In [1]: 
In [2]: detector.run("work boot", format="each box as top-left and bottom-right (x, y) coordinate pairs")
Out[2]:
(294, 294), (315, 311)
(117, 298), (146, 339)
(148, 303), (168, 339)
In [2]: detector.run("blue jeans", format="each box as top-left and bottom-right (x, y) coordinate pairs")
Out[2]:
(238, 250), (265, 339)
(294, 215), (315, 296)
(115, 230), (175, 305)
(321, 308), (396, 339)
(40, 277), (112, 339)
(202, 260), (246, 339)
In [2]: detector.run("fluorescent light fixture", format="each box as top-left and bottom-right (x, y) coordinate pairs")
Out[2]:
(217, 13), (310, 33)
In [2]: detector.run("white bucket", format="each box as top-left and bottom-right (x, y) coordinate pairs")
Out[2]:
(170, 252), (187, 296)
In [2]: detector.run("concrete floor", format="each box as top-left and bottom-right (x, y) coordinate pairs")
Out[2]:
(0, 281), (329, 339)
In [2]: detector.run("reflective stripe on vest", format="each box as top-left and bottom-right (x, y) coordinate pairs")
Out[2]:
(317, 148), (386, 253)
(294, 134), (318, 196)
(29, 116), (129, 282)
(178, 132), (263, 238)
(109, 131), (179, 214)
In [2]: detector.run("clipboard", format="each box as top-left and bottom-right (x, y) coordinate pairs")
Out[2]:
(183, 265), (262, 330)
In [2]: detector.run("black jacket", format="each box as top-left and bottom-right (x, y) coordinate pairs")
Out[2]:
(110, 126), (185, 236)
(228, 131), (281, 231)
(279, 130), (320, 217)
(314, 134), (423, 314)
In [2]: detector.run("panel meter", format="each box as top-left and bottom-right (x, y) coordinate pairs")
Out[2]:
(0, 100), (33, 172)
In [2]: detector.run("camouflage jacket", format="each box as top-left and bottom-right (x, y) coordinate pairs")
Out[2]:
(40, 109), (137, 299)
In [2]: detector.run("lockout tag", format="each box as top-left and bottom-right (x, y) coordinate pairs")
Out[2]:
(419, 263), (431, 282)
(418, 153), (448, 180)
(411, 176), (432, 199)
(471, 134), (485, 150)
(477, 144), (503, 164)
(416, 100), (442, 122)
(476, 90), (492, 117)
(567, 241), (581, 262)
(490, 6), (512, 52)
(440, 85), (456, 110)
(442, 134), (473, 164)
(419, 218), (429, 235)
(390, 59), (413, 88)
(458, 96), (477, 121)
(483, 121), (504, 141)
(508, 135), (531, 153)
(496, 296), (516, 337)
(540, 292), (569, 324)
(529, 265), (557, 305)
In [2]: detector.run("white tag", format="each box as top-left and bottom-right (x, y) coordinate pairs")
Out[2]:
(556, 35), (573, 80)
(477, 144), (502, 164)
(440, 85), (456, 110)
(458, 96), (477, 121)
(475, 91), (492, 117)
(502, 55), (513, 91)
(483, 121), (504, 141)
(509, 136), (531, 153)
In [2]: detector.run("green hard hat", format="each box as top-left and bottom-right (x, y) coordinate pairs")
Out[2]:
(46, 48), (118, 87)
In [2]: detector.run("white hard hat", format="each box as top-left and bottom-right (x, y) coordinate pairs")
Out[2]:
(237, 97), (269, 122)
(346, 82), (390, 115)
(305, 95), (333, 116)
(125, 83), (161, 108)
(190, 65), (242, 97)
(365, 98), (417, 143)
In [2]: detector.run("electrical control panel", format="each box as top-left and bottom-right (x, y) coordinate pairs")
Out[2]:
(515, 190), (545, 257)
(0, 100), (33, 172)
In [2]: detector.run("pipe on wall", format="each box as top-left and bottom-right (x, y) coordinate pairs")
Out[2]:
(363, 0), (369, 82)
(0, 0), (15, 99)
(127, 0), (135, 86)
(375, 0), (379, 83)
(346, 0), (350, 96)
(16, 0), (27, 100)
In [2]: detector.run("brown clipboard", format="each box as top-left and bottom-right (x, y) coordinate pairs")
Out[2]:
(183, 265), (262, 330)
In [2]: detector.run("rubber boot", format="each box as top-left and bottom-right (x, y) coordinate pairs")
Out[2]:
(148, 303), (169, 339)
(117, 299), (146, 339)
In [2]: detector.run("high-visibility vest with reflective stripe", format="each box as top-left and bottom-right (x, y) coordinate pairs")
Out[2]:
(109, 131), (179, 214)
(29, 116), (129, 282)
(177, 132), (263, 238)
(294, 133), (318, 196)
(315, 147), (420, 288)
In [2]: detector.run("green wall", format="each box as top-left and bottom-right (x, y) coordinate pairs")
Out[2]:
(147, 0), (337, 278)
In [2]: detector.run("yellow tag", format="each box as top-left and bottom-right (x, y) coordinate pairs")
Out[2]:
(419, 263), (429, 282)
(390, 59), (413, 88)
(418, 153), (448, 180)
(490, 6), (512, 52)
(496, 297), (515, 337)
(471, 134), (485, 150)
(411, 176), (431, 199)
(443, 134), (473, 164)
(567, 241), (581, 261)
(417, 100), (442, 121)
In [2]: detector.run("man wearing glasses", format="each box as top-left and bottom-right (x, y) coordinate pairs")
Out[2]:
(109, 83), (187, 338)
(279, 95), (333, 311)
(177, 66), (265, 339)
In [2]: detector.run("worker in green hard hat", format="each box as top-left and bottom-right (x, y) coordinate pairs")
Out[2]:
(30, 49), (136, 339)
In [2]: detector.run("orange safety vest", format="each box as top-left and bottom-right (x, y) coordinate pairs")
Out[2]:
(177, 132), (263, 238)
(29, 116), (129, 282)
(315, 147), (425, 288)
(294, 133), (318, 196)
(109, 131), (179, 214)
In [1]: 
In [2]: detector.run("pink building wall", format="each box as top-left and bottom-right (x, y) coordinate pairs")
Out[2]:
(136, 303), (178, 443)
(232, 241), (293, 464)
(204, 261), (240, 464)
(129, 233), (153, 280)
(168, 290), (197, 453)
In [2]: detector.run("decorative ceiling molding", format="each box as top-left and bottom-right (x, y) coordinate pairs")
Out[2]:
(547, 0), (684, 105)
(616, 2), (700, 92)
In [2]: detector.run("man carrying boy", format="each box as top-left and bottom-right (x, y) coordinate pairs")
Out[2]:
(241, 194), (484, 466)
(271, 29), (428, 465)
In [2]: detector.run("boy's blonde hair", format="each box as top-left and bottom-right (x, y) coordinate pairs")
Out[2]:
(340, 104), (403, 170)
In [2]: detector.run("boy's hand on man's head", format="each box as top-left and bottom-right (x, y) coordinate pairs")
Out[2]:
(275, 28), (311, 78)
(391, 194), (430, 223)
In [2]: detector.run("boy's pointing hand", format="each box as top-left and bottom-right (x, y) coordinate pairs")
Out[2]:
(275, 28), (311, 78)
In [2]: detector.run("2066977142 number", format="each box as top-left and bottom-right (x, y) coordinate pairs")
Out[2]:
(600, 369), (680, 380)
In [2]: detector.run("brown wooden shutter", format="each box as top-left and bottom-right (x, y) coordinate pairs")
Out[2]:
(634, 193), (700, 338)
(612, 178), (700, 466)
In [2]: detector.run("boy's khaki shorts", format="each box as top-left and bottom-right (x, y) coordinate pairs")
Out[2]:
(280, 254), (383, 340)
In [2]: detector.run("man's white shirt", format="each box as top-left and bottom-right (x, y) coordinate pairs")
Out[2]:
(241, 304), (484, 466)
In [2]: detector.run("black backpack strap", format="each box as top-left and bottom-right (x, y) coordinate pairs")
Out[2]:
#####
§ **DESCRIPTION OF THE TASK**
Quote the whole listing above, leaving nothing out.

§ **SOLUTION TO THIS TASK**
In [1]: 
In [2]: detector.run("work boot", format="each box as top-left and bottom-right (x, y) coordinate pairs")
Out[2]:
(294, 294), (315, 311)
(117, 298), (146, 339)
(148, 303), (168, 339)
In [2]: detector.run("blue jeans", format="each box as top-left and bottom-right (x, y) coordinate pairs")
Out[2]:
(238, 250), (265, 339)
(294, 215), (315, 296)
(115, 230), (175, 305)
(321, 308), (396, 339)
(40, 277), (112, 339)
(202, 260), (246, 339)
In [2]: detector.run("fluorescent light fixture", format="each box as top-left and bottom-right (x, y) coordinate pairs")
Out[2]:
(217, 13), (310, 33)
In [2]: detector.run("white bucket", format="each box as top-left and bottom-right (x, y) coordinate pairs")
Out[2]:
(170, 252), (187, 296)
In [2]: detector.run("concrete floor", format="each box as top-left and bottom-right (x, y) coordinate pairs")
Out[2]:
(0, 281), (329, 339)
In [2]: detector.run("reflective stripe on vest", format="each box as top-left and bottom-right (x, y) coordinate pairs")
Out[2]:
(317, 148), (386, 253)
(294, 134), (318, 196)
(29, 116), (129, 282)
(178, 132), (263, 238)
(109, 131), (179, 214)
In [2]: detector.run("clipboard", format="each box as top-left and bottom-right (x, y) coordinate pairs")
Out[2]:
(183, 265), (262, 330)
In [2]: detector.run("black jacket", format="each box as top-left and bottom-right (x, y) coordinate pairs")
Out[2]:
(110, 126), (185, 236)
(228, 131), (281, 231)
(279, 130), (320, 217)
(314, 134), (423, 314)
In [2]: detector.run("panel meter", format="each box as top-left and bottom-right (x, y) coordinate pairs")
Out[2]:
(0, 100), (33, 172)
In [2]: detector.run("camouflage jacket", format="each box as top-left and bottom-right (x, y) coordinate pairs")
Out[2]:
(40, 109), (137, 299)
In [2]: detector.run("lockout tag", format="each box as top-left and bottom-right (x, y) coordinate pairs")
Out[2]:
(419, 263), (431, 282)
(418, 153), (448, 180)
(411, 176), (432, 199)
(471, 134), (485, 150)
(477, 144), (503, 164)
(416, 100), (442, 122)
(476, 90), (492, 117)
(567, 241), (581, 262)
(490, 6), (512, 52)
(440, 85), (456, 110)
(442, 134), (473, 164)
(419, 218), (429, 235)
(390, 59), (413, 88)
(458, 96), (477, 121)
(483, 121), (504, 141)
(508, 135), (531, 153)
(496, 296), (516, 337)
(540, 292), (569, 324)
(529, 265), (557, 305)
In [2]: detector.run("white tag", format="each box as top-left and bottom-right (x, y) coordinate pairs")
Out[2]:
(556, 35), (573, 80)
(477, 144), (502, 164)
(440, 85), (456, 110)
(458, 96), (477, 121)
(475, 91), (492, 117)
(502, 55), (513, 91)
(483, 121), (504, 141)
(509, 136), (531, 153)
In [2]: detector.run("green hard hat", format="each box as top-left and bottom-right (x, y) coordinate pairs")
Out[2]:
(46, 48), (118, 87)
In [2]: detector.run("white hard hat", format="each box as top-left and bottom-right (x, y) coordinate pairs")
Out[2]:
(237, 97), (269, 122)
(346, 82), (390, 115)
(305, 95), (333, 116)
(125, 83), (161, 108)
(190, 65), (242, 97)
(365, 98), (417, 143)
In [2]: detector.run("electrical control panel", format="each box as top-left and bottom-right (x, y) coordinate pairs")
Out[2]:
(515, 190), (545, 257)
(0, 100), (33, 172)
In [2]: detector.run("pipe on wall", format="each box as top-left and bottom-right (x, y) coordinate pairs")
Out[2]:
(363, 0), (369, 82)
(0, 0), (15, 99)
(127, 0), (135, 86)
(375, 0), (379, 83)
(346, 0), (350, 96)
(16, 0), (27, 100)
In [2]: detector.run("brown clipboard", format="each box as top-left and bottom-right (x, y) coordinate pairs")
Out[2]:
(183, 265), (262, 330)
In [2]: detector.run("rubber boot", format="each box as top-left and bottom-right (x, y) coordinate pairs")
Out[2]:
(148, 303), (169, 339)
(117, 299), (146, 339)
In [2]: detector.run("high-visibility vest with reflective stripe", format="each box as top-left and bottom-right (x, y) coordinate pairs")
Out[2]:
(109, 131), (179, 214)
(29, 116), (129, 282)
(177, 132), (263, 238)
(294, 133), (318, 196)
(315, 147), (420, 288)
In [2]: detector.run("green wall", format="each box as top-left and bottom-right (x, y) coordinate pairs")
Out[2]:
(147, 0), (337, 278)
In [2]: detector.run("yellow tag", format="each box as top-left and bottom-right (x, y) coordinate pairs")
Out[2]:
(419, 263), (429, 282)
(390, 59), (413, 88)
(418, 153), (448, 180)
(490, 6), (512, 52)
(496, 297), (515, 337)
(471, 134), (485, 150)
(411, 176), (431, 199)
(443, 134), (473, 164)
(567, 241), (581, 261)
(417, 100), (442, 121)
In [2]: detector.run("man wearing glasses", format="each box as top-left and bottom-right (x, y) coordinate pairs")
Out[2]:
(109, 83), (187, 338)
(279, 95), (333, 311)
(177, 66), (265, 339)
In [2]: detector.run("worker in green hard hat", format="each box as top-left and bottom-right (x, y) coordinate pairs")
Out[2]:
(30, 49), (136, 339)
In [2]: detector.run("orange safety vest", format="each box as top-left and bottom-right (x, y) coordinate pairs")
Out[2]:
(177, 132), (263, 238)
(29, 116), (129, 282)
(315, 147), (425, 288)
(294, 133), (318, 196)
(109, 131), (179, 214)
In [1]: 
In [2]: detector.run("pink building wall", format="each box as top-left and bottom-right (x, y) coordinate pairs")
Out[2]:
(136, 303), (178, 443)
(232, 241), (293, 464)
(204, 261), (240, 464)
(129, 233), (153, 280)
(168, 290), (197, 453)
In [2]: detector.run("decorative ceiling molding", format="each box as top-left and bottom-right (x, y) coordinate pairs")
Out[2]:
(547, 0), (684, 105)
(616, 2), (700, 92)
In [2]: detector.run("man carrying boy", format="each box as top-left and bottom-right (x, y) coordinate pairs")
Out[2]:
(241, 194), (484, 466)
(271, 29), (428, 465)
In [2]: detector.run("boy's blonde hair", format="each box as top-left and bottom-right (x, y) coordinate pairs")
Out[2]:
(340, 104), (403, 170)
In [2]: detector.run("boy's hand on man's head", format="each box as top-left and bottom-right (x, y) coordinate pairs")
Out[2]:
(275, 28), (311, 78)
(391, 194), (430, 223)
In [2]: detector.run("boy's pointing hand", format="each box as top-left and bottom-right (x, y) coordinate pairs")
Out[2]:
(275, 28), (311, 78)
In [2]: detector.run("2066977142 number", format="each box as top-left and bottom-right (x, y) coordinate pairs")
Out[2]:
(600, 369), (680, 380)
In [2]: detector.run("brown wooden shutter", format="each box as top-left and bottom-right (x, y) coordinate pairs")
Out[2]:
(634, 193), (700, 338)
(612, 178), (700, 466)
In [2]: detector.run("boy's khaki shorts", format="each box as top-left and bottom-right (x, y) coordinate pairs")
Out[2]:
(280, 254), (383, 340)
In [2]: detector.run("man's white shirt", format="each box as top-left and bottom-right (x, y) coordinate pairs")
Out[2]:
(241, 304), (484, 466)
In [2]: detector.run("black backpack strap", format="each box as top-left and bottom-right (x, y) coordinate pairs")
Out[2]:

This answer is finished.